Given request — Return exactly the lines of the entries that start at the line containing "Target: wooden floating shelf" and continue to the last line. Omit the pictures.

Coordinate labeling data

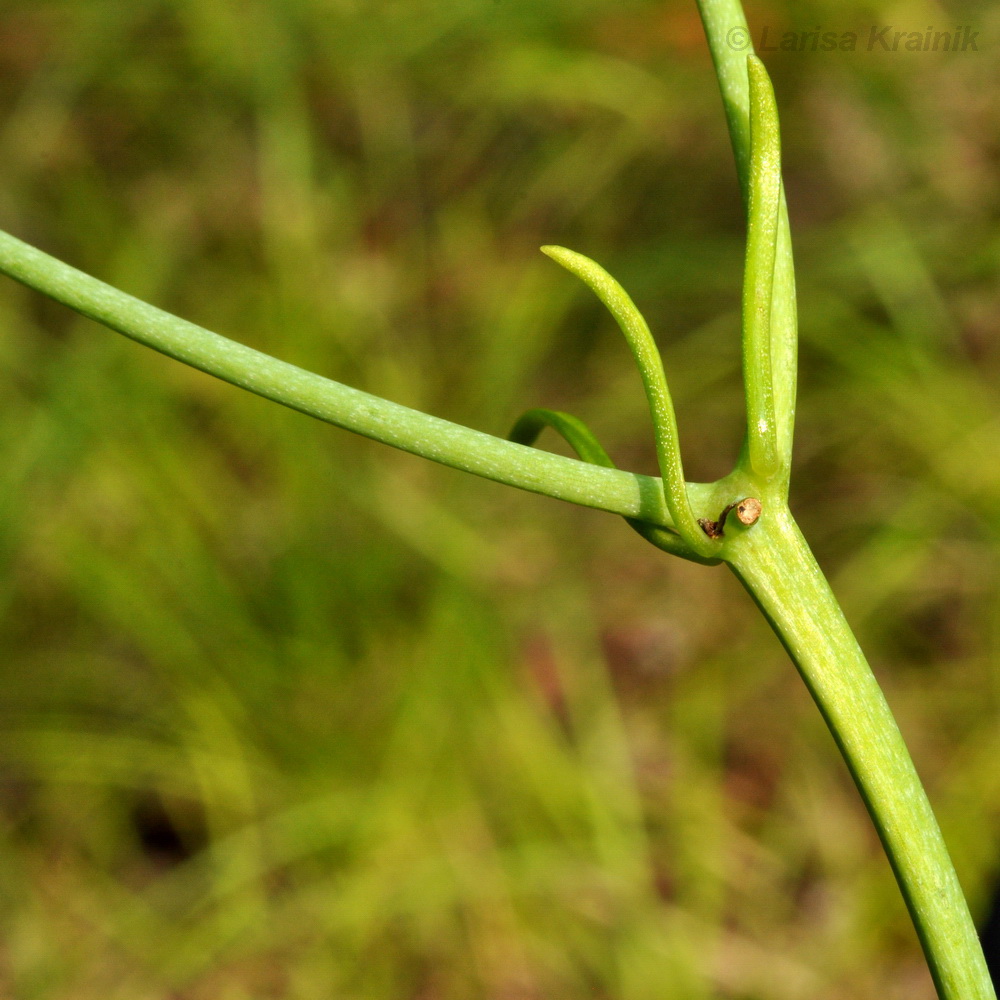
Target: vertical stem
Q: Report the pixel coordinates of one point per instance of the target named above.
(758, 280)
(775, 565)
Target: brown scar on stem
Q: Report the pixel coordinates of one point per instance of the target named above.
(747, 512)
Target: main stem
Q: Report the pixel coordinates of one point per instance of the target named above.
(779, 571)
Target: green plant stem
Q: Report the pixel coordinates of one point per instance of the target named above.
(661, 407)
(625, 493)
(775, 565)
(721, 18)
(762, 233)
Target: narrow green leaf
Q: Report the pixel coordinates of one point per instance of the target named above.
(582, 440)
(647, 357)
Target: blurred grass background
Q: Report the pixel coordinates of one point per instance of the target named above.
(287, 714)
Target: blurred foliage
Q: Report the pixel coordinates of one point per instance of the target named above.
(287, 714)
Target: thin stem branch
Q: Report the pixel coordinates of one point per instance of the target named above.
(758, 281)
(654, 381)
(729, 41)
(583, 441)
(625, 493)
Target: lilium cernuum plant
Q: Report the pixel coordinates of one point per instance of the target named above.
(742, 520)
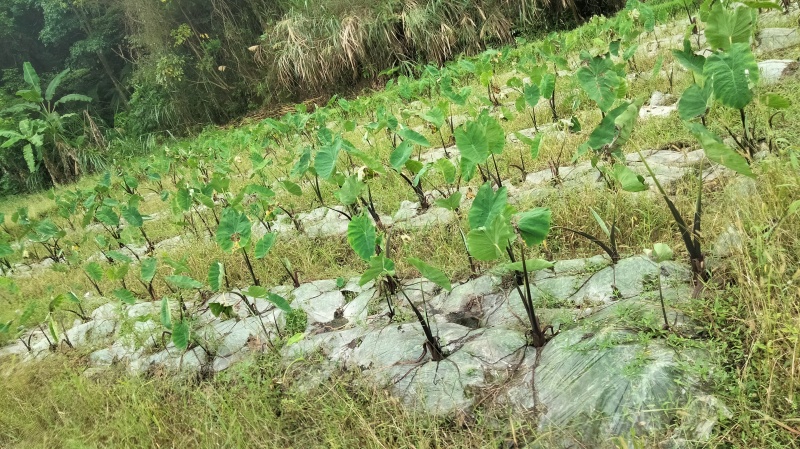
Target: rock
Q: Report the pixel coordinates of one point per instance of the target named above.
(624, 388)
(92, 333)
(772, 70)
(659, 98)
(771, 39)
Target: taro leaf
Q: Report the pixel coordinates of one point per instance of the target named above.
(183, 282)
(350, 191)
(371, 162)
(431, 273)
(725, 27)
(775, 101)
(292, 188)
(530, 264)
(132, 216)
(125, 296)
(166, 314)
(472, 143)
(452, 202)
(447, 169)
(409, 135)
(233, 231)
(361, 236)
(628, 179)
(118, 256)
(487, 205)
(325, 162)
(216, 275)
(600, 81)
(662, 252)
(490, 242)
(94, 271)
(718, 152)
(534, 225)
(378, 266)
(183, 200)
(180, 335)
(733, 72)
(762, 4)
(400, 155)
(301, 166)
(694, 101)
(264, 245)
(435, 117)
(688, 59)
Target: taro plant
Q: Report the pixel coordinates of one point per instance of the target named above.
(365, 241)
(492, 236)
(478, 141)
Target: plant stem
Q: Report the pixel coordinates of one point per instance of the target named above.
(250, 267)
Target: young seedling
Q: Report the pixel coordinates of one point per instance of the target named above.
(492, 236)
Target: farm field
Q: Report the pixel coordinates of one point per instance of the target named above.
(585, 240)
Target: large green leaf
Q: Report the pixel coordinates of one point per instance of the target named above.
(409, 135)
(180, 335)
(216, 276)
(72, 97)
(132, 215)
(694, 101)
(400, 155)
(726, 27)
(325, 162)
(490, 242)
(733, 72)
(264, 245)
(94, 271)
(534, 225)
(361, 236)
(487, 205)
(350, 191)
(600, 81)
(233, 231)
(378, 266)
(471, 141)
(431, 273)
(718, 152)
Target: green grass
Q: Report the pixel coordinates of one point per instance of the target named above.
(749, 312)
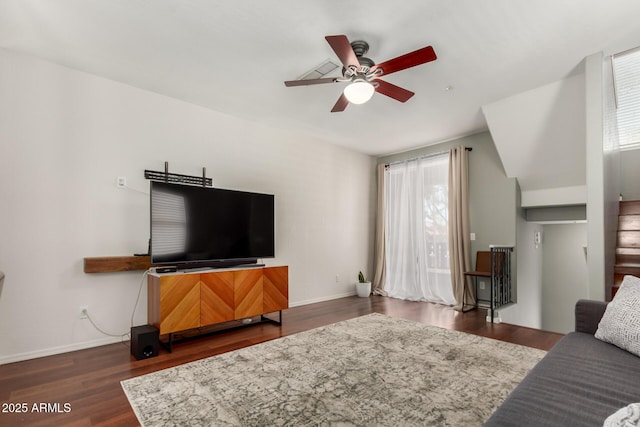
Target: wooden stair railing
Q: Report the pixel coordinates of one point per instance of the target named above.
(628, 243)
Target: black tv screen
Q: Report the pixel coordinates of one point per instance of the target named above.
(199, 225)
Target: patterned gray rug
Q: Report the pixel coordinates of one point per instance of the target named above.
(374, 370)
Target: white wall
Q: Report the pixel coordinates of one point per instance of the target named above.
(540, 137)
(630, 179)
(564, 276)
(64, 138)
(527, 311)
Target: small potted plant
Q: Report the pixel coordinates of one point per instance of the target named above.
(363, 287)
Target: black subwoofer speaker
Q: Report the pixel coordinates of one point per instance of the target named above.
(145, 341)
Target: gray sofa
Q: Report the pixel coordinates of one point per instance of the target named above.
(580, 382)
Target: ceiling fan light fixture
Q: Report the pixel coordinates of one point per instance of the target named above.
(359, 92)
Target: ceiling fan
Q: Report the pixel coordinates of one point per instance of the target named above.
(365, 75)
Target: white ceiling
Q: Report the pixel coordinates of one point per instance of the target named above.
(233, 56)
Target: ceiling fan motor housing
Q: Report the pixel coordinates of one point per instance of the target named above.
(360, 47)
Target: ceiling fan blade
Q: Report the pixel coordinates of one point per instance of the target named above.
(307, 82)
(408, 60)
(341, 46)
(341, 104)
(393, 91)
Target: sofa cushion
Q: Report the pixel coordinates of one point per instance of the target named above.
(580, 382)
(620, 324)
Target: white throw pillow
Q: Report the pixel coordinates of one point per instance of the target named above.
(629, 416)
(620, 324)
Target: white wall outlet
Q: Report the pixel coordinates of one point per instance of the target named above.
(83, 313)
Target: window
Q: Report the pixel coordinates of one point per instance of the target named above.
(417, 239)
(626, 77)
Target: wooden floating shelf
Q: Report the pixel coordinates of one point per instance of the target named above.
(113, 264)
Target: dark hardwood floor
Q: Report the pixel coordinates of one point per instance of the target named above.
(89, 380)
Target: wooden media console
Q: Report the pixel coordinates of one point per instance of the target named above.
(181, 301)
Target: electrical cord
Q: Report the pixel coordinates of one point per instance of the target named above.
(135, 306)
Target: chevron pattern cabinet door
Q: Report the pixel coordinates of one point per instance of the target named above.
(275, 289)
(248, 292)
(179, 302)
(216, 297)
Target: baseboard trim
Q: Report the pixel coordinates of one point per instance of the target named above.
(322, 299)
(20, 357)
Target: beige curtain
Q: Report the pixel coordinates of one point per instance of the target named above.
(379, 250)
(459, 244)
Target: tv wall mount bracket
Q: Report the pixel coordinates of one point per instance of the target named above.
(178, 178)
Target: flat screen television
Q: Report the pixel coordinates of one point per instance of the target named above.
(203, 226)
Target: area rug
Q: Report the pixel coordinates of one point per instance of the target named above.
(373, 370)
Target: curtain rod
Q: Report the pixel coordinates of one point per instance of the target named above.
(426, 156)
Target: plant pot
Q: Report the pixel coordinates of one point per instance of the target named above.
(363, 289)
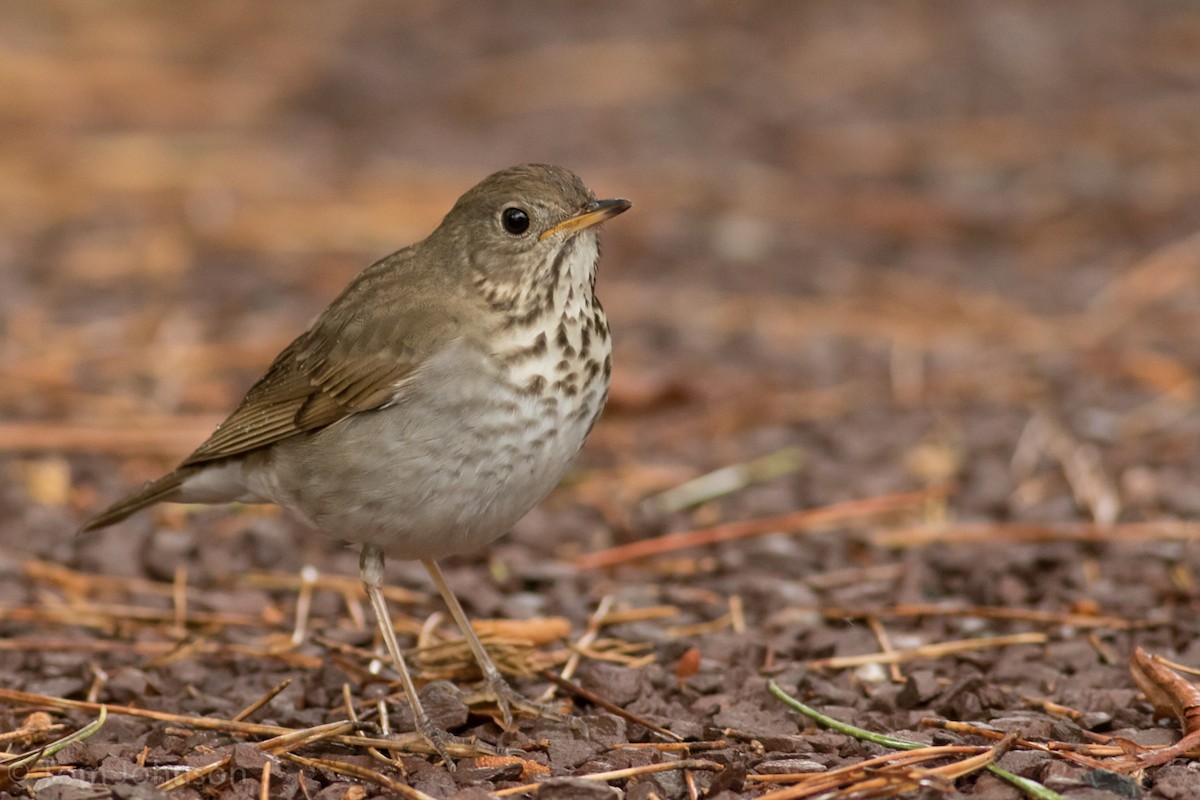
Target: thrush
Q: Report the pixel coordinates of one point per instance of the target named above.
(435, 402)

Full solution —
Target: wooden floating shelf
Q: Report the pixel coordinates of one point per instance of the target named above.
(113, 264)
Target: dark hardwood floor
Q: Report the pixel coordinates of one point per instance of the target named above.
(89, 380)
Target: wooden media console
Q: Report the pixel coordinates of one point per instance of the target named above.
(181, 301)
Target: electrical cord
Q: Report the pixel coordinates of one point per instance of the target named above.
(135, 306)
Target: chevron pattern cabinet door
Q: Report the pixel coordinates of one point per instance of the target named above.
(275, 289)
(248, 292)
(179, 302)
(216, 297)
Target: baseboard trim
Q: Report the pixel coordinates of one point per instance of the target named above.
(322, 299)
(20, 357)
Target: beige curtain
Q: Report the pixel coordinates of one point per instance of the target named above.
(379, 250)
(459, 244)
Target: tv wall mount bracket
Q: Report the pixel coordinates of one point per instance of the target named above.
(178, 178)
Target: flat screen television
Q: Report the pixel coordinates of one point per instance of the target named above.
(203, 226)
Target: area rug
Q: Report the pixel coordinates of one point per instance of the target named above.
(373, 370)
Target: curtain rod
Q: Report the pixel coordinates of one point per instance of the target named above.
(426, 156)
Target: plant pot
Q: Report the pixel coordinates of one point per instance of the target named above.
(363, 289)
Target: thrush
Q: Report the pixel coordinates of one point per instance of the target named above.
(435, 402)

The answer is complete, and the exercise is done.